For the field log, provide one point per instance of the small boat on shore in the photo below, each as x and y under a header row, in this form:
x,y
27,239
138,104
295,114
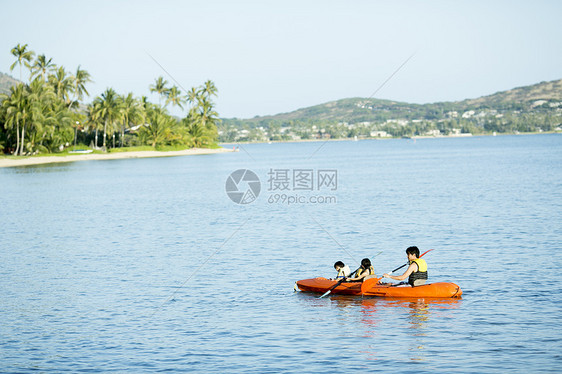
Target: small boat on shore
x,y
372,287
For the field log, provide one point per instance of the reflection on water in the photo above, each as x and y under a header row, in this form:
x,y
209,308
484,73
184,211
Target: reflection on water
x,y
412,316
40,168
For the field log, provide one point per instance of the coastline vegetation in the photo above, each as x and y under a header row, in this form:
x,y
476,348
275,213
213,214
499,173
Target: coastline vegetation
x,y
48,113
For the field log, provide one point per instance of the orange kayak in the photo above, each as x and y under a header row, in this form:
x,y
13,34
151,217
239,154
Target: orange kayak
x,y
371,287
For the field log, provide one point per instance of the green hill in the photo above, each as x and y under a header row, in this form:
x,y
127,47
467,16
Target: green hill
x,y
524,109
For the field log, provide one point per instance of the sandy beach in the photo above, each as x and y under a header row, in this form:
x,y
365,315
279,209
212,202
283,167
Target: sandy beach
x,y
17,161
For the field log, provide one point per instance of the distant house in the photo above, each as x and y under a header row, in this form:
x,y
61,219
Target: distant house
x,y
433,133
380,134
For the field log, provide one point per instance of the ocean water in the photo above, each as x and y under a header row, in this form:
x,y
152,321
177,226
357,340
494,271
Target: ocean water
x,y
147,265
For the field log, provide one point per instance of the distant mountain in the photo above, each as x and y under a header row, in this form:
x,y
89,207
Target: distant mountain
x,y
6,82
531,108
362,109
550,91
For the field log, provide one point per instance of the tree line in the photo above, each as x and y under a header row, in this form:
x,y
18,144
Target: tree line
x,y
48,114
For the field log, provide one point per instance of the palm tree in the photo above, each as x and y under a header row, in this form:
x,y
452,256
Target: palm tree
x,y
160,88
79,81
174,96
207,116
159,130
109,107
15,107
131,112
23,57
209,89
94,120
43,112
193,95
62,84
42,66
197,134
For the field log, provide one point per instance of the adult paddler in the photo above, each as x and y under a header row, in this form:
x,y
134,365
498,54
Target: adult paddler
x,y
416,272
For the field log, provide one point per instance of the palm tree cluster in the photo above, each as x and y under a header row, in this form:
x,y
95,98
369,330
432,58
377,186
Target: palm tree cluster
x,y
45,114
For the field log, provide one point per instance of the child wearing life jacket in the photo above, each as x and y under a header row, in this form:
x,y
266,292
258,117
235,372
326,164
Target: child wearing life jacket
x,y
342,269
366,271
416,272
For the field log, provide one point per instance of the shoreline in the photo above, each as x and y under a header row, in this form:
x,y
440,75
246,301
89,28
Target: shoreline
x,y
41,160
391,138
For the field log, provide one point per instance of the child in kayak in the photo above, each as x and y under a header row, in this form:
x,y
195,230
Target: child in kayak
x,y
366,271
342,269
416,272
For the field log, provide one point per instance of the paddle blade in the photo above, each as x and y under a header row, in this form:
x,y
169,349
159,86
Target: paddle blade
x,y
368,284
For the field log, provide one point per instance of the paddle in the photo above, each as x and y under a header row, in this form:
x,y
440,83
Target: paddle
x,y
400,267
339,282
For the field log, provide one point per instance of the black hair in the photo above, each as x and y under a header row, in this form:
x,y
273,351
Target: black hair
x,y
413,251
340,264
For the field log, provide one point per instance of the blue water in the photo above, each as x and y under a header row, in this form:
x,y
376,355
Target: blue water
x,y
146,265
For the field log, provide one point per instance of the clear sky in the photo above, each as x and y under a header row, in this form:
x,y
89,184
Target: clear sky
x,y
267,57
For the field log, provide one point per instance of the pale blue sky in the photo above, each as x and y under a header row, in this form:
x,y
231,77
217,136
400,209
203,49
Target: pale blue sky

TASK TO CARRY OUT: Every line in the records above that contains the word "pale" is to be copied out.

TASK RESPONSE:
For the field log, provide one point per instance of the pale blue sky in the photo above, each as x and y under a header row, in this form:
Target: pale blue sky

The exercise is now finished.